[Opening Selected extract section]

Most Britons will be barred from visiting EU countries from January 1 when pandemic safety rules that allow free travel within the bloc stop applying to the UK.
The end of the Brexit transition period means that the UK will be subject to a system that only allows non-essential travel from a handful of non-EU countries with low coronavirus infection rates, the European Commission said.
EU member states have shied away from overriding a recommendation to stop the entry of travellers from countries such as the US, which are not on the list of “safe” third nations. Only eight of the countries with very low coronavirus infection rates are on the list.
Eighteen EU countries have a higher rate of infection than the UK, according to data from the European Centre for Disease Prevention and Control, the Covid Tracking Project and national health ministries.
Britons will only be able to travel to EU countries if the bloc relaxes its pandemic travel curbs or individual member states choose to override the rules.
EU officials said there is currently no proposal to add the UK to the list of safe nations, which includes Australia, New Zealand and Singapore. If a proposal is made, Britain would still have to meet the technical criteria for inclusion. These include epidemiological benchmarks and an assessment of coronavirus containment measures, as well as “economic and social considerations”.

[Closing Selected extract section]
[Opening Material supplied section]

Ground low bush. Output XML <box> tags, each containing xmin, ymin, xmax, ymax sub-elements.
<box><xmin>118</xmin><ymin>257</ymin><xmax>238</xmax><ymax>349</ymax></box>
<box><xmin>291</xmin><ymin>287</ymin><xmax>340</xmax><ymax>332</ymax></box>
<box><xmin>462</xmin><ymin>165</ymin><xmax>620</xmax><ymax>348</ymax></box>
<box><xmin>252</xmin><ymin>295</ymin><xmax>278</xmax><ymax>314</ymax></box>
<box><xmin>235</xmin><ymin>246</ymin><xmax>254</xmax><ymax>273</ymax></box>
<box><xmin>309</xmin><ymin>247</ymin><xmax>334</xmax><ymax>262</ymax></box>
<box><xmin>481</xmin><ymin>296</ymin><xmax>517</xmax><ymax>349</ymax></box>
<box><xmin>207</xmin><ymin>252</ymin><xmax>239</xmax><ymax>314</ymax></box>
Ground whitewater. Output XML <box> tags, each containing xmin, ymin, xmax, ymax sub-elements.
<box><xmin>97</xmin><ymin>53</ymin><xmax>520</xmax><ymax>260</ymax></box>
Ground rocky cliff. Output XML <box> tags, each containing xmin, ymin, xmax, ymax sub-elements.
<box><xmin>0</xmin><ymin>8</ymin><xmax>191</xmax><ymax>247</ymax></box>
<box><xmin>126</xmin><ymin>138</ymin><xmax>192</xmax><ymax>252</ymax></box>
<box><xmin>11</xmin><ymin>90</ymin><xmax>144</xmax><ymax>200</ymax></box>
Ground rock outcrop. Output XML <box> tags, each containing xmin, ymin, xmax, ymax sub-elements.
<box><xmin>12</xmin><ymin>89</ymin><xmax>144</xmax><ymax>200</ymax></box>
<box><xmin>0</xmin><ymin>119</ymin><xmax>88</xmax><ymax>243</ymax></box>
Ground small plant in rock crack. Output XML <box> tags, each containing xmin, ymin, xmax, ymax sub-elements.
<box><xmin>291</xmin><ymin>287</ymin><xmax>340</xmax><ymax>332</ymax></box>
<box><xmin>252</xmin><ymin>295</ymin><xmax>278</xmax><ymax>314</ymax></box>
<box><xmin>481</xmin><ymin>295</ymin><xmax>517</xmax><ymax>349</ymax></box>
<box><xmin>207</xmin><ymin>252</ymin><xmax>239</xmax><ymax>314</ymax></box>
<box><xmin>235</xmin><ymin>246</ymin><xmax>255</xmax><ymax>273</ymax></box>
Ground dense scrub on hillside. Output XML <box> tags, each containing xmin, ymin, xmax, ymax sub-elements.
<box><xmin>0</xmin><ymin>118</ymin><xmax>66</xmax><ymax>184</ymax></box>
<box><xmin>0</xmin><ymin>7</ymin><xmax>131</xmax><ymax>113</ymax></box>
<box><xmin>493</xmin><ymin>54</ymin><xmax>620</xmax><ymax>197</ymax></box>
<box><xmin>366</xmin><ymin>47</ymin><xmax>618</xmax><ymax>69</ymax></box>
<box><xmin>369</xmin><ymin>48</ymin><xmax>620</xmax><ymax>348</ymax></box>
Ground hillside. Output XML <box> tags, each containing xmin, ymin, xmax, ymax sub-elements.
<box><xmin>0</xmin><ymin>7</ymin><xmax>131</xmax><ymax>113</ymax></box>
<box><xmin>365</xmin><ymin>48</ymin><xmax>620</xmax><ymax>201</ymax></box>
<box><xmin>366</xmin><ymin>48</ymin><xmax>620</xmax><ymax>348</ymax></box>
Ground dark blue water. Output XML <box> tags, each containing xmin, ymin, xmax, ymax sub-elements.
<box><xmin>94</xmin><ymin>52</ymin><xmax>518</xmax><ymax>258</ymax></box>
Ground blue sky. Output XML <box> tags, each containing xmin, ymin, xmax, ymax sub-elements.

[Closing Material supplied section]

- Action item A
Using the article on EU travel rules for Britons, decide whether each statement agrees with it: (i) Australia is on the list of safe nations; (ii) Eighteen EU countries have a lower infection rate than the UK; (iii) The EU has a proposal to add the UK to the list of safe nations. For each one, write yes or no and quote the deciding words from the article.
- Action item B
Update the part of the article on EU travel rules for Britons starting with "Most Britons will" and going on through "European Commission said.", swapping "transition period" for "implementation period".
- Action item C
Write the next part of the article on EU travel rules for Britons, carrying on from the point where it stops.

- Answer section A
(i) Yes: "which includes Australia, New Zealand and Singapore"
(ii) No: "Eighteen EU countries have a higher rate of infection than the UK"
(iii) No: "there is currently no proposal to add the UK to the list of safe nations"

- Answer section B
Most Britons will be barred from visiting EU countries from January 1 when pandemic safety rules that allow free travel within the bloc stop applying to the UK.
The end of the Brexit implementation period means that the UK will be subject to a system that only allows non-essential travel from a handful of non-EU countries with low coronavirus infection rates, the European Commission said.

- Answer section C
Some EU member states do not even allow in travellers from countries on the safe list, reflecting the hard battle much of Europe is facing to control coronavirus infection rates. Only 12 of the European nations apply the list in full, while three — Hungary, Croatia and Norway — have not adopted it at all, the commission said.
In another sign of the looming concrete impacts of Brexit, Norway — which is part of the EU travel arrangement — has confirmed it will stop British citizens who do not live in the country entering from January 1.
Norway, whose biggest export country is the UK, this week signed deals with the UK on healthcare and social security arrangements, as well as a continuity trade deal ahead of a potential full-blown trade agreement.
Travellers from Britain could still visit the bloc after December 31 under exemptions including for diplomats, “imperative family reasons” and some “highly qualified third-country workers”. Nationals of the European countries who live in Britain will continue to be allowed in, as will Britons who reside in the EU.
The UK mission to the EU did not immediately comment.